→ DATA EXTRACT:
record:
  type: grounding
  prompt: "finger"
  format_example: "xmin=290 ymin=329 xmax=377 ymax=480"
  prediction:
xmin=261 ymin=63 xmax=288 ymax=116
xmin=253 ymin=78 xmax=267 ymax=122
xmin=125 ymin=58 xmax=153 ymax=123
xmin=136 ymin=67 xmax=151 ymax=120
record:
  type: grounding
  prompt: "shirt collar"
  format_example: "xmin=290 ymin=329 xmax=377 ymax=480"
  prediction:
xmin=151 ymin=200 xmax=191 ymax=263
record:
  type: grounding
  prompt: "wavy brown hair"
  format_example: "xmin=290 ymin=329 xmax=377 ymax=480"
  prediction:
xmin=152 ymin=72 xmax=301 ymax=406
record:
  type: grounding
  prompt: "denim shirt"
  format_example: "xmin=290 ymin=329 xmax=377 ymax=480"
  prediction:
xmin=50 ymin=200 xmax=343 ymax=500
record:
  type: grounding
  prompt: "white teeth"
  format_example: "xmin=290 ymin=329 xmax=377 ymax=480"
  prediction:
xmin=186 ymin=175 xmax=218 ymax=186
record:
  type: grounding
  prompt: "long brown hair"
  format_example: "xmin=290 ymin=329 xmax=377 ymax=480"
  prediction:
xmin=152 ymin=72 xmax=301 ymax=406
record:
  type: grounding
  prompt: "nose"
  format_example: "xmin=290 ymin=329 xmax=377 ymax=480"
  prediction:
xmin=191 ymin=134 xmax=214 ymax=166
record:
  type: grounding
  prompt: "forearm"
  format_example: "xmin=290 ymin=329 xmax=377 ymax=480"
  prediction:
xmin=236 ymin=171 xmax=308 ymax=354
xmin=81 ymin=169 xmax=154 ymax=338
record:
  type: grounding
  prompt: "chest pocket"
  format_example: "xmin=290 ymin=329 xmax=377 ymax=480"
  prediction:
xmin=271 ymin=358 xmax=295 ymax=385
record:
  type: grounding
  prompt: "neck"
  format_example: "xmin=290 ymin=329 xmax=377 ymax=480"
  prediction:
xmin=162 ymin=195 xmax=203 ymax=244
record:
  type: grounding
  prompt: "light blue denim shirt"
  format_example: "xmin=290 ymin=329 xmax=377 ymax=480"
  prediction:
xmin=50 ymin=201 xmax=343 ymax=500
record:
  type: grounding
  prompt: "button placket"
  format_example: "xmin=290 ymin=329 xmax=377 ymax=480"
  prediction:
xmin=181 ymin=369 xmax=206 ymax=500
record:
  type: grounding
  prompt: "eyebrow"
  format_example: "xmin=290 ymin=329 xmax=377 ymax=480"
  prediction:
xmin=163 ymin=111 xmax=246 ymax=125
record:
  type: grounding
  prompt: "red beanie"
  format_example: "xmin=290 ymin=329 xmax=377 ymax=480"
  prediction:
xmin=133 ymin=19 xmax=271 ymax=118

→ WHAT THE EXERCISE ASKS:
Copy every row above word for word, with nothing left out or changed.

→ TASK OUTPUT:
record:
  type: grounding
  prompt: "finger"
  format_example: "xmin=290 ymin=329 xmax=377 ymax=480"
  prediction:
xmin=261 ymin=63 xmax=288 ymax=116
xmin=253 ymin=78 xmax=267 ymax=122
xmin=125 ymin=58 xmax=153 ymax=123
xmin=136 ymin=67 xmax=151 ymax=120
record:
  type: grounding
  prompt: "shirt collar"
  format_example: "xmin=290 ymin=329 xmax=377 ymax=480"
  prediction:
xmin=151 ymin=200 xmax=191 ymax=263
record:
  type: grounding
  prompt: "wavy brown hair"
  format_example: "xmin=290 ymin=329 xmax=377 ymax=480"
  prediction:
xmin=152 ymin=72 xmax=301 ymax=406
record:
  type: grounding
  prompt: "denim shirt"
  format_example: "xmin=290 ymin=329 xmax=377 ymax=480"
  prediction:
xmin=50 ymin=200 xmax=343 ymax=500
record:
  type: grounding
  prompt: "white teeth"
  format_example: "xmin=290 ymin=329 xmax=377 ymax=480"
  prediction:
xmin=186 ymin=175 xmax=218 ymax=186
record:
  type: grounding
  prompt: "long brown hair"
  format_example: "xmin=290 ymin=329 xmax=377 ymax=480"
  prediction:
xmin=152 ymin=72 xmax=301 ymax=406
record:
  type: grounding
  prompt: "nose"
  format_example: "xmin=290 ymin=329 xmax=377 ymax=480"
  prediction:
xmin=191 ymin=134 xmax=214 ymax=166
record:
  type: grounding
  prompt: "forearm"
  format_example: "xmin=290 ymin=329 xmax=377 ymax=480"
  prediction:
xmin=236 ymin=171 xmax=308 ymax=354
xmin=81 ymin=169 xmax=154 ymax=338
record:
  type: grounding
  prompt: "chest pocket"
  format_example: "xmin=290 ymin=329 xmax=377 ymax=480"
  prediction:
xmin=271 ymin=358 xmax=295 ymax=385
record:
  type: grounding
  prompt: "neck"
  format_example: "xmin=290 ymin=329 xmax=377 ymax=480"
  prediction:
xmin=162 ymin=195 xmax=203 ymax=244
record:
  type: grounding
  prompt: "light blue denim shirt"
  format_example: "xmin=290 ymin=329 xmax=377 ymax=480"
  prediction:
xmin=50 ymin=201 xmax=343 ymax=500
record:
  type: grounding
  prompt: "button placket"
  format_example: "xmin=290 ymin=329 xmax=377 ymax=480"
  prediction:
xmin=181 ymin=369 xmax=206 ymax=500
record:
  type: grounding
  prompt: "eyebrow"
  format_example: "xmin=290 ymin=329 xmax=377 ymax=480"
  prediction:
xmin=163 ymin=111 xmax=246 ymax=125
record:
  type: grounding
  prompt: "red beanie"
  format_example: "xmin=290 ymin=329 xmax=377 ymax=480"
  prediction:
xmin=133 ymin=19 xmax=271 ymax=118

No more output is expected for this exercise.